Restate only the tail of the data below, starting at the line that contains "Target phrase: gesturing hand" and including the last line, word for word.

- _Exercise inputs_:
Start of Block
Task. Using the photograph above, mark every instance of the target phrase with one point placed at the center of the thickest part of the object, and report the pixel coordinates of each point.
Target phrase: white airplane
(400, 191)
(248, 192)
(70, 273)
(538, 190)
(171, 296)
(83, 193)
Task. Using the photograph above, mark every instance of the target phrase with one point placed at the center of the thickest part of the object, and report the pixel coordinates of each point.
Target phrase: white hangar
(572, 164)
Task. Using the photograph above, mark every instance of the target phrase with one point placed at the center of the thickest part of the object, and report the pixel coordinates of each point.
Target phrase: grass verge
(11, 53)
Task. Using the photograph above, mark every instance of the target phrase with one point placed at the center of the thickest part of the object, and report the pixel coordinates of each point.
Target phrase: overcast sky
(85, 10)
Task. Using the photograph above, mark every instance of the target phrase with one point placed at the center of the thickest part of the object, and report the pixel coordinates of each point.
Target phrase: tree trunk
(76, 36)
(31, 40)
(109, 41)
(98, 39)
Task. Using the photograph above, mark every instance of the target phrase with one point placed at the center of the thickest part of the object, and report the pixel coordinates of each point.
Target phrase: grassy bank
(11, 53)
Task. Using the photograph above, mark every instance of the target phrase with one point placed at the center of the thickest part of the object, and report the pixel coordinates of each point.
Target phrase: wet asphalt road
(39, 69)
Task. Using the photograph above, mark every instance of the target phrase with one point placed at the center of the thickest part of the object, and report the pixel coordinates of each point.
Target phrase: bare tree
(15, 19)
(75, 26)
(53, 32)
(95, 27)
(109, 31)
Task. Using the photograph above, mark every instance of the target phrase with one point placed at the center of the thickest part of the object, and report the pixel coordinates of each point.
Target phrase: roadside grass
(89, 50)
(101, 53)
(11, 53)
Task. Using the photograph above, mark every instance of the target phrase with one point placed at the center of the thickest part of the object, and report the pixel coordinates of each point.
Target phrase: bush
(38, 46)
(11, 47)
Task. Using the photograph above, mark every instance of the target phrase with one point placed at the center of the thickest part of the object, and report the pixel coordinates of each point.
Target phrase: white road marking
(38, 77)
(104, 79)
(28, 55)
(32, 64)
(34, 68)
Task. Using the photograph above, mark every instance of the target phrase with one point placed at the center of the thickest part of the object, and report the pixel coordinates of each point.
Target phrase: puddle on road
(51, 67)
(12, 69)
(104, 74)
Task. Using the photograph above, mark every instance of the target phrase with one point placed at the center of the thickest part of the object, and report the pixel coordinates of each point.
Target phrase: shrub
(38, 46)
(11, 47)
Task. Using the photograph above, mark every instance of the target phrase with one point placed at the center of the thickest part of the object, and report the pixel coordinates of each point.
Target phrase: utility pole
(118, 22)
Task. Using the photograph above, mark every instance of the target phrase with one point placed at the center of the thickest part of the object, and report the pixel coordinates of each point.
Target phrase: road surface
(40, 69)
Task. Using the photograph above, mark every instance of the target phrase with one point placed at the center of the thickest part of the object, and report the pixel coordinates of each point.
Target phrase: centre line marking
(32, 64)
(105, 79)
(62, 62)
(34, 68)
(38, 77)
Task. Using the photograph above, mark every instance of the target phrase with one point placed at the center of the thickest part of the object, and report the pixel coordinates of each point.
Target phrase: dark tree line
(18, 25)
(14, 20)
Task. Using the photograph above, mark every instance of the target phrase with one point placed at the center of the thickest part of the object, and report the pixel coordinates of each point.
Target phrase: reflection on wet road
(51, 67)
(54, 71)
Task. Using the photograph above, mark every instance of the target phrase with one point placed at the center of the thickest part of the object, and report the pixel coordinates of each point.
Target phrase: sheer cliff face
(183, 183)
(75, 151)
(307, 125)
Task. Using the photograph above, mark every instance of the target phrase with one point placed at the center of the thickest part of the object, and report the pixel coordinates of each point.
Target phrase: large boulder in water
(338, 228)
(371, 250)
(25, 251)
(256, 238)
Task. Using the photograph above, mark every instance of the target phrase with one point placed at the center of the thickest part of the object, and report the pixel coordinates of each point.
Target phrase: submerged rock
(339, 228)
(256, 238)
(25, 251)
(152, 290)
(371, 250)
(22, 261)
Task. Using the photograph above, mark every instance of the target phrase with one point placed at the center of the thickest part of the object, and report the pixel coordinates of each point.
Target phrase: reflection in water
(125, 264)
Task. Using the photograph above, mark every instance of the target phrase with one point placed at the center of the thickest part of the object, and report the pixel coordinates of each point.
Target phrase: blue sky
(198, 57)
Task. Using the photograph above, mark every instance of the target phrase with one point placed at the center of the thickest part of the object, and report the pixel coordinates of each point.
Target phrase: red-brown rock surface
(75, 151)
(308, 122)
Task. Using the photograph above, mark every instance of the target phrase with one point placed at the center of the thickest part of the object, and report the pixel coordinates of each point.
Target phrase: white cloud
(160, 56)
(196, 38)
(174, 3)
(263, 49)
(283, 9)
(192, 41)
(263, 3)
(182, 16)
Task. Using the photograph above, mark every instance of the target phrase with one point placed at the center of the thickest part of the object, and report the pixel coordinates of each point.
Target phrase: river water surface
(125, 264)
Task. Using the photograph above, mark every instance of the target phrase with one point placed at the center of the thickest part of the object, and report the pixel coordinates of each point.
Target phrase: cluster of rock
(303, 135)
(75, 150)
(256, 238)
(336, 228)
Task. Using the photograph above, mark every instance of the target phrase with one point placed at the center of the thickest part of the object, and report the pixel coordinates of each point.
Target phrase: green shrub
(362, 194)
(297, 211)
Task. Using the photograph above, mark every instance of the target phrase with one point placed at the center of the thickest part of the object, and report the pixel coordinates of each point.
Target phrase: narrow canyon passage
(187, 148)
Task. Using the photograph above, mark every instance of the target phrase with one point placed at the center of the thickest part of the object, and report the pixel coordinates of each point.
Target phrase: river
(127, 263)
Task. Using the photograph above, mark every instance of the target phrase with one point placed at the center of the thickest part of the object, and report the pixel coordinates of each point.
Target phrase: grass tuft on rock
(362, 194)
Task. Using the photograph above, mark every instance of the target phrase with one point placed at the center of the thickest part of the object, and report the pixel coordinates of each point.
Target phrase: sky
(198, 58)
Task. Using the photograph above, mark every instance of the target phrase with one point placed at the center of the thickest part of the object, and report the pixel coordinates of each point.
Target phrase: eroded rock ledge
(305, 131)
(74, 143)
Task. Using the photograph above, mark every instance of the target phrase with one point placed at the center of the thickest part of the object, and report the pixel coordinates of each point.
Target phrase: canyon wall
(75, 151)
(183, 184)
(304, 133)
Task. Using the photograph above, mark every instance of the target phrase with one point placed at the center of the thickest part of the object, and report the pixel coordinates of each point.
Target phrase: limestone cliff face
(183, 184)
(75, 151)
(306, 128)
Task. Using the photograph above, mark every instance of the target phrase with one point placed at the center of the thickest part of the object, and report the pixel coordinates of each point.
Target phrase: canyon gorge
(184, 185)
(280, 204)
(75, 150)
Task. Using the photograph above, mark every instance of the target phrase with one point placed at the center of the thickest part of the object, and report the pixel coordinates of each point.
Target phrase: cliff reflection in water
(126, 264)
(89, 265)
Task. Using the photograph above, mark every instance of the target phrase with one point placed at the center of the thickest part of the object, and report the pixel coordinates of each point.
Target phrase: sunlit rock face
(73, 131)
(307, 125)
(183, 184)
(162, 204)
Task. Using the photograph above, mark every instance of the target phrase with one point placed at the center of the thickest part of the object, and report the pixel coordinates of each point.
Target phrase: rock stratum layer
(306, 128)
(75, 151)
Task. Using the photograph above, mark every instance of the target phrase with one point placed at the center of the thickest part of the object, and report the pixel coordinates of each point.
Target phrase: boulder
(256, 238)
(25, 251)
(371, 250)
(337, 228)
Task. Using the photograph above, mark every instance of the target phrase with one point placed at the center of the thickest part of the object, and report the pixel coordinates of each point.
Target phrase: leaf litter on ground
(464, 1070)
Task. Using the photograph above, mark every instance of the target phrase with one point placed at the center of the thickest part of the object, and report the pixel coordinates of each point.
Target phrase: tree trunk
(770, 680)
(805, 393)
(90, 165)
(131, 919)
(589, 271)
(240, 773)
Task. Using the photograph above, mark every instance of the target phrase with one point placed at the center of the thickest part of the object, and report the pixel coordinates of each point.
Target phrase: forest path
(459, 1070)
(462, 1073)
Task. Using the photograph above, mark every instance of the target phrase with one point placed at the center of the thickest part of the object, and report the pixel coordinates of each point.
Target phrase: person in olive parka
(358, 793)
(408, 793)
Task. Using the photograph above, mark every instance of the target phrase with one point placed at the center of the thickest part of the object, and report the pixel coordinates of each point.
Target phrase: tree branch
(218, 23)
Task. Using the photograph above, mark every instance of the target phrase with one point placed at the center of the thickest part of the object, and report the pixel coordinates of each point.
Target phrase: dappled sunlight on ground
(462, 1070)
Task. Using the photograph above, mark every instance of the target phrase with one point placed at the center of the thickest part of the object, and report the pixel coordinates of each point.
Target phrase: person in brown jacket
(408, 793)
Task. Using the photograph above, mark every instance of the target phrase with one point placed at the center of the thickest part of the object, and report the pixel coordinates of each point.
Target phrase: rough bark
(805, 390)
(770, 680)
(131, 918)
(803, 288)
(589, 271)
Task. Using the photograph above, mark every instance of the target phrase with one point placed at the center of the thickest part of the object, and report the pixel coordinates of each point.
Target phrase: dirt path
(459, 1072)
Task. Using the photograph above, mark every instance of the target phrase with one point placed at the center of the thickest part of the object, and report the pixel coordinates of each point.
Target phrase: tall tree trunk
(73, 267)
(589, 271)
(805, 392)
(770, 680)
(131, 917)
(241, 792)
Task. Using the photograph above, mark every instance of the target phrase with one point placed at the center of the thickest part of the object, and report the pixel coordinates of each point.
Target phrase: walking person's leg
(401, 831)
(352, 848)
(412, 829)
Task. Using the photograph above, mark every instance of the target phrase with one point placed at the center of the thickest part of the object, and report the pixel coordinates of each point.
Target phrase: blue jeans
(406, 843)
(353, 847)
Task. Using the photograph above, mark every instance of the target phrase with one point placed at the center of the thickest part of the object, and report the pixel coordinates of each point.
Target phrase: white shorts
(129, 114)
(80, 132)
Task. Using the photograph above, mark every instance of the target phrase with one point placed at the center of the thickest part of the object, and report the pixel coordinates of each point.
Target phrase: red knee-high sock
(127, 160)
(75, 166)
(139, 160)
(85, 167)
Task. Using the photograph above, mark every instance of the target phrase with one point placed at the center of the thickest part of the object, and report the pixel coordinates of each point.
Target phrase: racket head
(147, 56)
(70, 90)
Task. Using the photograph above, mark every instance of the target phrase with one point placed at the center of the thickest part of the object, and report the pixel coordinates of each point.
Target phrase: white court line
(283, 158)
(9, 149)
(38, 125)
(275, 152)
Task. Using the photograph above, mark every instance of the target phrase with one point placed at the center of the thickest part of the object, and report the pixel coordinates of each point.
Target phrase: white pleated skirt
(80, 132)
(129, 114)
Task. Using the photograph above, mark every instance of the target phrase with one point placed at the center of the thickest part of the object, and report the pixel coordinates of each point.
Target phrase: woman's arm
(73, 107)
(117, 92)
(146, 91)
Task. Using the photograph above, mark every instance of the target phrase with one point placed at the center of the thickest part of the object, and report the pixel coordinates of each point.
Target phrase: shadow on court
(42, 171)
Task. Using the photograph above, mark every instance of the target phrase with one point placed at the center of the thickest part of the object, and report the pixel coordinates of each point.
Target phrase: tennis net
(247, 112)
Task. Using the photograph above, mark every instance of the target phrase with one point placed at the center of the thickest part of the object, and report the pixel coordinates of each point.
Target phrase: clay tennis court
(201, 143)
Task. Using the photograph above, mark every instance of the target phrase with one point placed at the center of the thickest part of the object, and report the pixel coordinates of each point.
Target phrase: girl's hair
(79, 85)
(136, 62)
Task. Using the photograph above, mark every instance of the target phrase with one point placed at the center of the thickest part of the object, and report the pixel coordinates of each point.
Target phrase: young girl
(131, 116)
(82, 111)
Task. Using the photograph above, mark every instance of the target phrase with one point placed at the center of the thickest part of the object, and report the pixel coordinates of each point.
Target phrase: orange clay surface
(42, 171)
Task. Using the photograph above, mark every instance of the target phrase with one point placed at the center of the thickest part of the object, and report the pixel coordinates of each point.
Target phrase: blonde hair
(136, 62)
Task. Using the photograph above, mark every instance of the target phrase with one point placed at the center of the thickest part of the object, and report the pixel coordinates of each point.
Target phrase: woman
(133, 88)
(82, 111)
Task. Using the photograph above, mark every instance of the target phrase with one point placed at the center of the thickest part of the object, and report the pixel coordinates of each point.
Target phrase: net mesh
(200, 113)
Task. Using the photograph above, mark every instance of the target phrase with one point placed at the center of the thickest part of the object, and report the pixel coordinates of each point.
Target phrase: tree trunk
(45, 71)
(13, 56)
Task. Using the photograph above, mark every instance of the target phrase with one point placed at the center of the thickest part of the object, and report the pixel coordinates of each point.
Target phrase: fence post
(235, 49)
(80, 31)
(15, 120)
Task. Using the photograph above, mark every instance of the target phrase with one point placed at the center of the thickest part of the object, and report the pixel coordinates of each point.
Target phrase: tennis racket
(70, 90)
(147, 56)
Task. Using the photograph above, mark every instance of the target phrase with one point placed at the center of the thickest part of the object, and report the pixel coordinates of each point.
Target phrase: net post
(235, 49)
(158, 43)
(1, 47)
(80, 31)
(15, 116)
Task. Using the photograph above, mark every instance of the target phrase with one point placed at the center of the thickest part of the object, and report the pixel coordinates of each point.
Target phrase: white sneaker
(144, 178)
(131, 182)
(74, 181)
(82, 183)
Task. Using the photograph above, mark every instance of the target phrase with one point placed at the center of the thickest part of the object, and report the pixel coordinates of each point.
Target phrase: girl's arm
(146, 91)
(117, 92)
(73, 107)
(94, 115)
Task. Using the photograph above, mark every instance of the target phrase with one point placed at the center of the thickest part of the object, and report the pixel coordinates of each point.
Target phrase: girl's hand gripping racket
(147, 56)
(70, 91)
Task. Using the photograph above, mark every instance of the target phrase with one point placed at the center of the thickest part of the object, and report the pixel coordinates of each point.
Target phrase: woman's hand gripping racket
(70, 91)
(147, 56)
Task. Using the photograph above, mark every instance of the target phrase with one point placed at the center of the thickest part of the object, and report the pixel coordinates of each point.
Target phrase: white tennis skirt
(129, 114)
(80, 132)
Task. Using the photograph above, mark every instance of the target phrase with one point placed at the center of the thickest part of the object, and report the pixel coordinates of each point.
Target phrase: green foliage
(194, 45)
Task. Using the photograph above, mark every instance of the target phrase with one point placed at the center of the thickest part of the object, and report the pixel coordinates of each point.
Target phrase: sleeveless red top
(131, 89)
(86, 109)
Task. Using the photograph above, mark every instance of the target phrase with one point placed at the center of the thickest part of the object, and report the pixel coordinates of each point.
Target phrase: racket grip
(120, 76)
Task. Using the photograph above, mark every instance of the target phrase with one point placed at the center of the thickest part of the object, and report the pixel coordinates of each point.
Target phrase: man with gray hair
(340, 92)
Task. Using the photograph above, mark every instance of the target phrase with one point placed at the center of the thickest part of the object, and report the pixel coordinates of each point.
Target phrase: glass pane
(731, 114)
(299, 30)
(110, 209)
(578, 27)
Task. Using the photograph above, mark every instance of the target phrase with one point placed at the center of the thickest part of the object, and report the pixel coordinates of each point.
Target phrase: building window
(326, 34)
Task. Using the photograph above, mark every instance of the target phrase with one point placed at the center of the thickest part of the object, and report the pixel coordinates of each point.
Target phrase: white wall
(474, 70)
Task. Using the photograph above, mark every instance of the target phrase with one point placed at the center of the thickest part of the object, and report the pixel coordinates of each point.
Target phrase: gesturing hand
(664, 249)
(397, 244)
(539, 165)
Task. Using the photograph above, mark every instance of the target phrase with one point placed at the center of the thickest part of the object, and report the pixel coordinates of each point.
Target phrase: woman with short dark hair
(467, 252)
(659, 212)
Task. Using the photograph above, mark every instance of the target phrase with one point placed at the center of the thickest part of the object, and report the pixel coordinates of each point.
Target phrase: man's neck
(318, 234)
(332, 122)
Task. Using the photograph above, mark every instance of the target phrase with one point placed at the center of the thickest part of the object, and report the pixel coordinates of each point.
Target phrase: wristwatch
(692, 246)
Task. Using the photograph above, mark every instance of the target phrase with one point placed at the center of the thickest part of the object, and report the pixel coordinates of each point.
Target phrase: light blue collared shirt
End of Block
- _Task output_:
Target phrase: gesturing hand
(664, 249)
(397, 244)
(539, 165)
Task. Using the photograph above, mark every instance of the target phrase with one point placed at the center of the thickest part of the object, and report the pixel coordinates of each point.
Target phrase: woman with short dark hair
(467, 252)
(659, 212)
Task. Using the photograph above, mark every instance of the target phrase with one point placed at the center of the thickest part of the object, and report the pixel coordinates of each point.
Target phrase: man's neck
(318, 234)
(332, 122)
Task. Using the photograph above, mark every instance of the target phrase with one point placed at the center of the thickest part of the object, and report the pixel coordinates of each point.
Target phrase: wristwatch
(692, 246)
Task. Using the photograph above, mark every instance of the target phrase with one point placed at the center of the thickest part of the object, and report the pixel coordinates of each point.
Target phrase: light blue collared shirt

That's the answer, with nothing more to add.